WHAT YOU WILL DO –
Exact copies of all entries are needed. Pictures are to be left out.

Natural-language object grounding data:
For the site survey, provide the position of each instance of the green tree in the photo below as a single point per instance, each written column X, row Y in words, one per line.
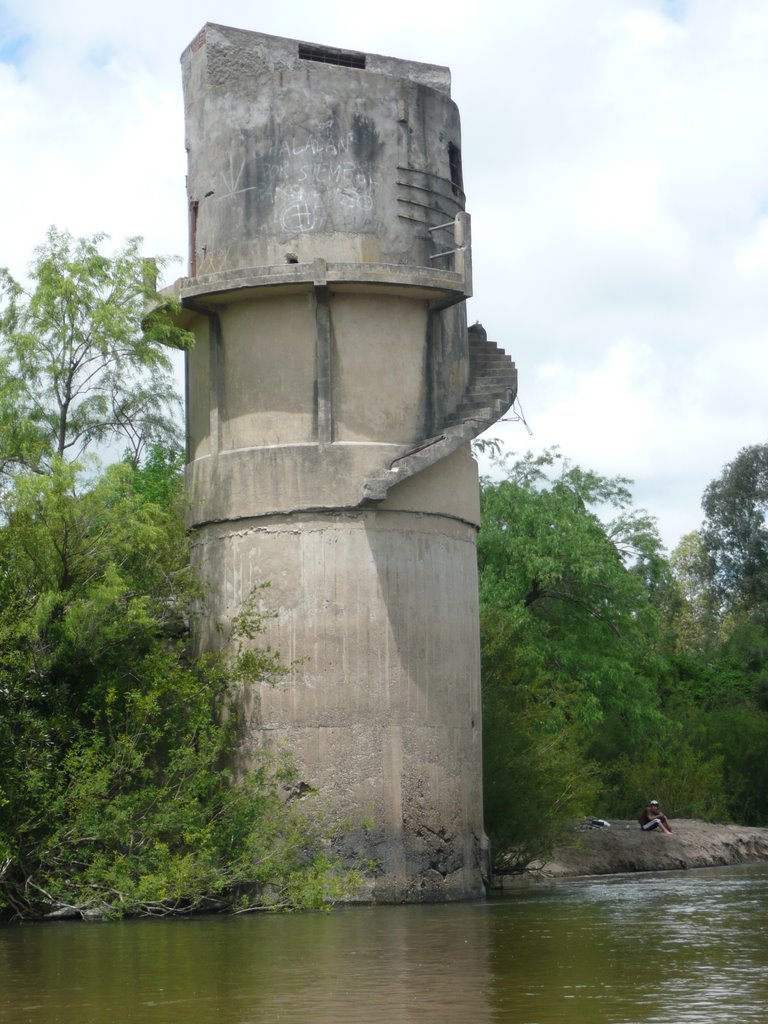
column 82, row 359
column 569, row 626
column 735, row 529
column 117, row 791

THE COMPLETED TASK –
For the site survey, provide the position of each instance of the green tree in the photo below as a single point per instance, each written column X, row Y in words, one per line.
column 82, row 359
column 569, row 626
column 735, row 529
column 117, row 791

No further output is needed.